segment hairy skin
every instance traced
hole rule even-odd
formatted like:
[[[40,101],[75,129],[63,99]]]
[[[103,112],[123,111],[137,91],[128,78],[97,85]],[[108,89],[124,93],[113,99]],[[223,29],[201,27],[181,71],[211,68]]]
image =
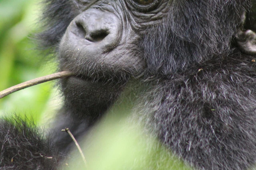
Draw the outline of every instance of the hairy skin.
[[[76,138],[85,135],[136,79],[145,89],[134,89],[139,101],[134,117],[170,152],[199,169],[253,166],[254,1],[139,2],[45,0],[41,44],[54,48],[60,70],[76,75],[61,82],[65,104],[47,143],[67,154],[74,143],[57,132],[68,127]],[[10,122],[2,121],[0,141],[12,140]],[[12,148],[8,143],[4,149]],[[7,156],[0,157],[6,169],[32,169],[12,166]],[[31,165],[49,169],[44,160]]]

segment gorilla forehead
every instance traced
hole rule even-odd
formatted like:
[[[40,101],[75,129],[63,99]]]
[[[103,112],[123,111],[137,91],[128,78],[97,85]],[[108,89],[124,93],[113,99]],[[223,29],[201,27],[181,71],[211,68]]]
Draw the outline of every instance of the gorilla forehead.
[[[79,12],[89,8],[109,11],[120,17],[126,24],[133,25],[133,29],[142,29],[143,26],[151,26],[161,21],[173,0],[156,0],[149,6],[143,6],[132,0],[73,0],[71,1]]]

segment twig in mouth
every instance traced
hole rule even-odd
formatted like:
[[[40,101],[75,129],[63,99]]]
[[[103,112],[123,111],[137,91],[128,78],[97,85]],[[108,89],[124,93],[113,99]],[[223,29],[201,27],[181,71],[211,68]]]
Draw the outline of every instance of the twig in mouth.
[[[12,94],[13,92],[23,89],[30,86],[60,78],[70,76],[73,75],[74,75],[74,73],[71,72],[64,71],[27,81],[0,91],[0,99],[11,94]]]

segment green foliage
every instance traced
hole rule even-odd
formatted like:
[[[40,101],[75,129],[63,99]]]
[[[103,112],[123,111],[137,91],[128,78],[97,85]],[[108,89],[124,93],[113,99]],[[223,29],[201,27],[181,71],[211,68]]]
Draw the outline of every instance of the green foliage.
[[[43,67],[43,56],[30,38],[38,30],[38,4],[35,0],[0,1],[0,91],[55,71],[53,64]],[[38,122],[47,105],[52,105],[47,102],[53,84],[38,85],[0,99],[0,115],[28,114]]]

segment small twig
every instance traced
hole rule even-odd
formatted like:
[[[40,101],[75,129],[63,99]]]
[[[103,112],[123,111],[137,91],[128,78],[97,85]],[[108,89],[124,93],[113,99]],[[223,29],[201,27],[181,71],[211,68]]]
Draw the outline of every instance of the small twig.
[[[46,81],[49,81],[59,78],[69,76],[73,75],[74,75],[74,73],[72,72],[68,71],[65,71],[31,80],[12,86],[8,89],[0,91],[0,99],[13,92],[23,89],[30,86],[35,86]]]
[[[73,135],[72,133],[71,133],[71,132],[70,132],[70,131],[69,130],[69,129],[68,129],[68,128],[65,128],[65,129],[62,129],[62,130],[61,130],[61,131],[62,131],[62,132],[66,132],[67,133],[68,133],[68,134],[69,134],[69,135],[70,136],[71,138],[72,138],[73,140],[74,141],[74,142],[76,144],[76,147],[77,147],[77,149],[78,149],[78,151],[79,151],[79,152],[80,152],[80,154],[81,155],[82,158],[83,158],[83,160],[84,160],[84,164],[85,165],[85,166],[87,166],[86,160],[85,159],[85,157],[84,157],[84,154],[83,153],[83,151],[82,151],[81,148],[80,146],[79,146],[78,143],[77,142],[77,141],[76,141],[76,139],[75,138],[75,137],[73,136]]]

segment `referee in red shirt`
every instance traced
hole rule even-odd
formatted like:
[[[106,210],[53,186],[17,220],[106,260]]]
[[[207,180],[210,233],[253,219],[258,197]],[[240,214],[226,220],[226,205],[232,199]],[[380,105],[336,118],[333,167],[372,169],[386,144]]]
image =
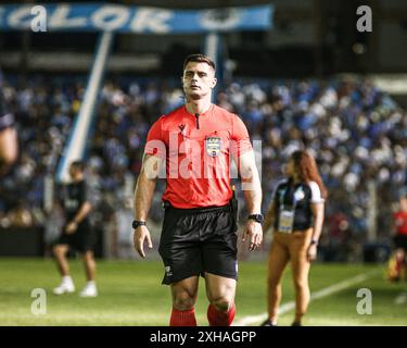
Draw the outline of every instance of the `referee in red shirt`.
[[[151,127],[135,191],[135,248],[145,258],[152,248],[145,221],[156,179],[165,172],[163,231],[158,251],[163,284],[170,285],[171,326],[196,326],[194,306],[199,277],[205,279],[212,326],[229,326],[234,318],[238,277],[237,204],[230,187],[230,159],[237,164],[246,208],[243,241],[262,244],[262,188],[247,129],[236,115],[211,102],[215,64],[191,54],[183,63],[187,102]],[[161,171],[165,164],[165,171]]]

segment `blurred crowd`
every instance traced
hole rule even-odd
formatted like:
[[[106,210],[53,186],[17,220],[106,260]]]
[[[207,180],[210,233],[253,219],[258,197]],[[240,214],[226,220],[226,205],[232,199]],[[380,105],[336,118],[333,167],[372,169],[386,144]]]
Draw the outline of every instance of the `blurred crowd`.
[[[43,209],[46,177],[55,173],[85,79],[8,77],[5,95],[18,122],[22,150],[2,178],[0,225],[43,225],[50,221]],[[236,79],[217,91],[217,103],[242,117],[253,140],[262,140],[263,211],[288,156],[307,148],[330,195],[322,239],[327,252],[334,250],[332,258],[339,261],[357,253],[374,206],[379,240],[390,238],[392,204],[407,181],[407,113],[389,96],[363,79]],[[160,115],[183,103],[182,90],[170,79],[109,79],[99,99],[87,158],[98,202],[94,223],[111,223],[115,216],[130,221],[129,199],[147,133]],[[158,183],[158,192],[164,188]],[[151,212],[154,222],[163,216],[160,197],[155,195]],[[116,225],[116,239],[126,239],[120,237],[125,227]]]

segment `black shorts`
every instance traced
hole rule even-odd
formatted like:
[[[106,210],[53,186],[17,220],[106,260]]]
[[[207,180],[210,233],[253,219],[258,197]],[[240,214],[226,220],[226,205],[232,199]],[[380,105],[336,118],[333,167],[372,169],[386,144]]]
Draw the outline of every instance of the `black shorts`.
[[[238,235],[231,206],[203,209],[165,209],[160,256],[163,284],[205,272],[238,278]]]
[[[407,252],[407,235],[395,235],[393,241],[396,249],[403,249]]]
[[[56,245],[68,245],[79,252],[93,251],[96,245],[96,234],[88,221],[82,221],[75,233],[66,234],[65,227]]]

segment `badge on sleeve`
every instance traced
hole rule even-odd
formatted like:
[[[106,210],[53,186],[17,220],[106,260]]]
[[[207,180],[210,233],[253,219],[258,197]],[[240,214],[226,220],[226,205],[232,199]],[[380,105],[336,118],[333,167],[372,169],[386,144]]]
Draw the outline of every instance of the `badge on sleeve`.
[[[220,153],[220,146],[219,137],[207,137],[205,139],[206,153],[211,157],[217,157]]]

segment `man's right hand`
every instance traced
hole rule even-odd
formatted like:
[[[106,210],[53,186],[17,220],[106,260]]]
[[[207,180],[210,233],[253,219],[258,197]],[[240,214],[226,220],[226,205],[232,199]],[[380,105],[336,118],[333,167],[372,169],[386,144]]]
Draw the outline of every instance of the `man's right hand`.
[[[149,249],[152,249],[153,244],[151,241],[149,228],[147,228],[147,226],[139,226],[135,229],[133,241],[135,241],[135,249],[137,250],[139,256],[142,257],[143,259],[145,258],[144,240],[147,240]]]

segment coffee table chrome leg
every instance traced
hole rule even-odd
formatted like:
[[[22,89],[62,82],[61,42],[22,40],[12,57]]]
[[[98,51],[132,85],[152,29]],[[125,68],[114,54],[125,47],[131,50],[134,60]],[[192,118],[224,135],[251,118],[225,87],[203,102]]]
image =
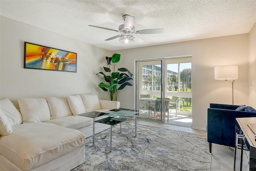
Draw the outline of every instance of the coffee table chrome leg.
[[[94,118],[92,123],[92,146],[94,146]]]
[[[137,116],[135,116],[135,137],[137,136]]]
[[[119,118],[121,118],[122,116],[119,116]],[[122,132],[122,123],[120,123],[120,133]]]
[[[110,125],[110,152],[112,151],[112,125]]]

+++

*Opdracht:*
Citeer letterlijk het deel van het materiaal dat bij het begin opent en sluit met de regel waarin "Draw the outline of every instance of the hairy" staat, beide grenzen inbegrepen. Laat de afbeeldingen weg.

*Oplossing:*
segment hairy skin
every instance traced
hole rule even-odd
formatted like:
[[[40,101],[75,129],[63,99]]]
[[[103,112],[123,111],[137,91],[128,78],[97,85]],[[108,89],[124,93],[113,99]],[[223,29],[201,27],[181,71],[211,68]]]
image =
Draw the outline of every instance of the hairy skin.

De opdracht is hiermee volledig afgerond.